begin LISTED ENTRIES
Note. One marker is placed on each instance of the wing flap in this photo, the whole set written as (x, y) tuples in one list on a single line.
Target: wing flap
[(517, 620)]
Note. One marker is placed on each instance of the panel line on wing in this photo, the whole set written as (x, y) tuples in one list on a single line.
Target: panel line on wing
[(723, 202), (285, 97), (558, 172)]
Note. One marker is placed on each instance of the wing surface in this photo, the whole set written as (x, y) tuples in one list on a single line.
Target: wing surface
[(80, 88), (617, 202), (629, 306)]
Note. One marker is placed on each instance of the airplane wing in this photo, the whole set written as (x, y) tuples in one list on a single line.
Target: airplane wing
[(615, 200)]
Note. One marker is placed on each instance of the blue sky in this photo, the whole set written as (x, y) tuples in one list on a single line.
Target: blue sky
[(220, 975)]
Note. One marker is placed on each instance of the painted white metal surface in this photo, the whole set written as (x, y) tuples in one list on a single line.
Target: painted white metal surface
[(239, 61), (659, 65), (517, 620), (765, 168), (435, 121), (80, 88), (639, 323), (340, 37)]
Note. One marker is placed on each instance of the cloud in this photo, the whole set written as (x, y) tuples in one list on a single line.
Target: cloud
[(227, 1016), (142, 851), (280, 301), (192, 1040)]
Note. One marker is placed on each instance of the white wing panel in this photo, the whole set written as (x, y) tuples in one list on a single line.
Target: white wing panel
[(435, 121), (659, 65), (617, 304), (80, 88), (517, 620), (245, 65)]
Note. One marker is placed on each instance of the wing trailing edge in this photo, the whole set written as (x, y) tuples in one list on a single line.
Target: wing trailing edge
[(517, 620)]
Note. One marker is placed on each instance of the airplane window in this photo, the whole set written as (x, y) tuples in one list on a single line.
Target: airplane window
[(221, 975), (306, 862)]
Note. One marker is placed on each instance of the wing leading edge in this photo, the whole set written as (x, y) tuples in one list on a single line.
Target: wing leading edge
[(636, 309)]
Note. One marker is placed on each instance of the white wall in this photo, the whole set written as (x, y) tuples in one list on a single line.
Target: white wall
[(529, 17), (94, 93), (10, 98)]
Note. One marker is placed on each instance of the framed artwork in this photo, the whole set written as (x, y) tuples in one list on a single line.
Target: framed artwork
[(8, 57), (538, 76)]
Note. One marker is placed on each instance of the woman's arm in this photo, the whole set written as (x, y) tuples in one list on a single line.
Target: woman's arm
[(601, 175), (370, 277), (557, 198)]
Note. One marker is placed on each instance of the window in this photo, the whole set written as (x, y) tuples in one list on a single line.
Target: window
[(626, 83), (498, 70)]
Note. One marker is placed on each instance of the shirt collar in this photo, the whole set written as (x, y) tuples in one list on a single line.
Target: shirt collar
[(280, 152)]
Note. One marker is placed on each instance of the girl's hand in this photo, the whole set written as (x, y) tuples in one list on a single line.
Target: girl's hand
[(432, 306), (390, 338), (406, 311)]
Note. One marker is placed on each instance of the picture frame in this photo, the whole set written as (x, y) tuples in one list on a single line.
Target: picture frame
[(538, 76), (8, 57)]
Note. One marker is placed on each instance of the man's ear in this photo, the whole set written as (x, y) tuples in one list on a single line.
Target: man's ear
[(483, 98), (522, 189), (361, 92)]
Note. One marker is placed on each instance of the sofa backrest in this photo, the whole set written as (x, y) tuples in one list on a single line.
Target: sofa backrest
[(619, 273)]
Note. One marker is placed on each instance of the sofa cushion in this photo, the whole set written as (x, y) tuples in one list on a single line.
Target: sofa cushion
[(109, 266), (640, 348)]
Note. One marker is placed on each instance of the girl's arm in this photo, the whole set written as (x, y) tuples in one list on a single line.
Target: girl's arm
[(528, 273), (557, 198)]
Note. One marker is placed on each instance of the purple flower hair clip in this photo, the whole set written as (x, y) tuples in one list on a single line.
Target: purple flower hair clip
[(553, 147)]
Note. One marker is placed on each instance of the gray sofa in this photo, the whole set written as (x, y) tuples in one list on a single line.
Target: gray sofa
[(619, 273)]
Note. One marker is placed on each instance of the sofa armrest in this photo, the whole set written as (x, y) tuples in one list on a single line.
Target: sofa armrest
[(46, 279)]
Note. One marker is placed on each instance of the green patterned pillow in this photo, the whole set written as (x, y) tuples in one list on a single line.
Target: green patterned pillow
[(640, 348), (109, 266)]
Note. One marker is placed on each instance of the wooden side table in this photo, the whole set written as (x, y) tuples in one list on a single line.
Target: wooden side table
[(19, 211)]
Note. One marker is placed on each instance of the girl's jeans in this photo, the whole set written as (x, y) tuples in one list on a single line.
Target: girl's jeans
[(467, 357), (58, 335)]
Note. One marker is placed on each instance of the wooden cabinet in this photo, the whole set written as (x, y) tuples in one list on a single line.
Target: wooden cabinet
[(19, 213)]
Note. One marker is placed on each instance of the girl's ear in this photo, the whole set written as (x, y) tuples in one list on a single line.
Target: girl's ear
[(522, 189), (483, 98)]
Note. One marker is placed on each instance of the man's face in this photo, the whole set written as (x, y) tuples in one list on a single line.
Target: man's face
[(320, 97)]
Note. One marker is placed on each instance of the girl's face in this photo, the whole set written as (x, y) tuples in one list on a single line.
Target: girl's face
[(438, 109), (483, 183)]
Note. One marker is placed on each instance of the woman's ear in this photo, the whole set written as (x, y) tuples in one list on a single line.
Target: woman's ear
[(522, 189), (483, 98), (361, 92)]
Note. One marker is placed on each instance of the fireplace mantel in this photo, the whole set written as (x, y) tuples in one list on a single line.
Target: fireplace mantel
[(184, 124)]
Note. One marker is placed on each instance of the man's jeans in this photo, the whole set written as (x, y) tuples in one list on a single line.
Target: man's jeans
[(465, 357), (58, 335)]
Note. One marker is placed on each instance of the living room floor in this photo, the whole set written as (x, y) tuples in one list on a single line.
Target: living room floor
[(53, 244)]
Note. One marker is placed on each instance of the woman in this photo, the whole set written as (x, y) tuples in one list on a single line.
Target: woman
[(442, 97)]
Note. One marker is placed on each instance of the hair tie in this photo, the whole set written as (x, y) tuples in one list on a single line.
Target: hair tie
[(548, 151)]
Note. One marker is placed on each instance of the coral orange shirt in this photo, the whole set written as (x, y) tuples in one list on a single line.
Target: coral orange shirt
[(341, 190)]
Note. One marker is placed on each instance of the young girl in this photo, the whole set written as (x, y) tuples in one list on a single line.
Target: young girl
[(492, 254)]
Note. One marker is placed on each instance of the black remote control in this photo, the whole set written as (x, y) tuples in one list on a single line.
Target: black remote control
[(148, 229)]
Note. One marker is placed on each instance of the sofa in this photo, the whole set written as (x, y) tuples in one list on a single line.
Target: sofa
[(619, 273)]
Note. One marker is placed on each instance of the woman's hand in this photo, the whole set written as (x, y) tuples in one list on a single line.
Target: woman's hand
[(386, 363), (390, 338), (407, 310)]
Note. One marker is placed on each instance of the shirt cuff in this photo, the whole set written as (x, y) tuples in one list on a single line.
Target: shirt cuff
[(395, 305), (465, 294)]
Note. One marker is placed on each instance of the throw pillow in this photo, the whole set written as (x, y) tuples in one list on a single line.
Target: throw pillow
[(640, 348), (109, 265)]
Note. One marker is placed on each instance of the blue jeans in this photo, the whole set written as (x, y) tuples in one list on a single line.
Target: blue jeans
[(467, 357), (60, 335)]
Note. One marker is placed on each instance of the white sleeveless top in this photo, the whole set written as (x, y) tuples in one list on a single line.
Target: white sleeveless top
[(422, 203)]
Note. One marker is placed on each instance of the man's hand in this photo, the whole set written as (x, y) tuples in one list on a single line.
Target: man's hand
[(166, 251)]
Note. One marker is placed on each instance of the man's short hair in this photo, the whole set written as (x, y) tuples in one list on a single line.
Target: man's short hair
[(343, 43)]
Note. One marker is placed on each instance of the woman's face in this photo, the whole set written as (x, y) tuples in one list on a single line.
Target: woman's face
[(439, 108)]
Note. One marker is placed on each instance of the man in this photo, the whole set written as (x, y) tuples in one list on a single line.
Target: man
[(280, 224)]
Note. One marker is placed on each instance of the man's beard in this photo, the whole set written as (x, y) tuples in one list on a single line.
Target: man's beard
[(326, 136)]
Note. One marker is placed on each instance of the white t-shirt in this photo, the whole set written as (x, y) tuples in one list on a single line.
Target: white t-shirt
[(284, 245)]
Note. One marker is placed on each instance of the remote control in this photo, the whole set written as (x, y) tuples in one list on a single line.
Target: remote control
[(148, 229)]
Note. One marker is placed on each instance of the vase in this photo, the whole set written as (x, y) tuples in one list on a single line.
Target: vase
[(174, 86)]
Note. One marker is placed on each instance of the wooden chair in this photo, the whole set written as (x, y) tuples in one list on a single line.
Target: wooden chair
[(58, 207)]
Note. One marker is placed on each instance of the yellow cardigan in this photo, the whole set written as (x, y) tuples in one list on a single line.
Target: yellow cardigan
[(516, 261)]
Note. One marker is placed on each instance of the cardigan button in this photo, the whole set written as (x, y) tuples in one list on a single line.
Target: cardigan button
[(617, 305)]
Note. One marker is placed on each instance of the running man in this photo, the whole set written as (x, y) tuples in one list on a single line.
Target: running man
end LISTED ENTRIES
TASK PROMPT: Give the rows from the start up to and including the line with "[(615, 200)]" as a two-column CSV with the headers instruction and points, one line for each row. Put each row's text and its answer in separate quoted fields, and replace line breaks with spaces.

SOLUTION:
instruction,points
"Note. One marker is placed on each instance of the wing flap in this photo, the whole set written as (x, y) tuples in one list on a single line. Target: wing flap","[(517, 620)]"
"Note. One marker is placed on each instance of the panel line on wing in this photo, the whole set written as (x, y) tuples in one list on a single line. Target: panel line on wing","[(723, 202), (285, 97), (558, 172)]"
"Note. One marker is placed on each instance of the wing surface in this photo, the whole set written as (x, y) tuples in one list on a single line. Target: wing surface","[(80, 88), (617, 202), (629, 306)]"
"Note. One marker is placed on each instance of the airplane wing in this photo, the whole set written as (x, y) tuples in one list on a single line. Target: airplane wing","[(615, 200)]"